- EXERCISE TASK -
Copy out the stretch from the line containing "people in this photo." through the end of the entries with each "marker" changed to "pin" and everything else left as it stands; give only those lines.

- EXTRACTED RECORDS -
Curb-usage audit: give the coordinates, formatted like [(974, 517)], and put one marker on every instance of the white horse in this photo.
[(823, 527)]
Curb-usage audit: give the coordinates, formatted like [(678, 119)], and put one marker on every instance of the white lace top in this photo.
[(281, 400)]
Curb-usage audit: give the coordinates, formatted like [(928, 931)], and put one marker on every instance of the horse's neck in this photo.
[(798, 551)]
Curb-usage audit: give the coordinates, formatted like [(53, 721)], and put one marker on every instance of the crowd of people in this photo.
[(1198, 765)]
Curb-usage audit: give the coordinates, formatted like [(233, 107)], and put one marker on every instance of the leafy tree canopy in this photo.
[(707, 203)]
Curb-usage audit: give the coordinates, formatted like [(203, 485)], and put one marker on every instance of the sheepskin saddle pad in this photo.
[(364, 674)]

- RESPONSE TO THIS EXERCISE -
Curb-usage audit: give the coordinates, formatted like [(53, 721)], and put one pin on every instance of the crowd of people in this photo.
[(1198, 765)]
Curb-usage audit: give the coordinates, formatted like [(233, 107)], and put one pin on every instance of the leafy tree canopy in this photo.
[(707, 203)]
Curb-usage audit: give the coordinates, formatted like [(203, 485)], and put one pin on every instance of the sheepskin saddle pad in this photo.
[(364, 674)]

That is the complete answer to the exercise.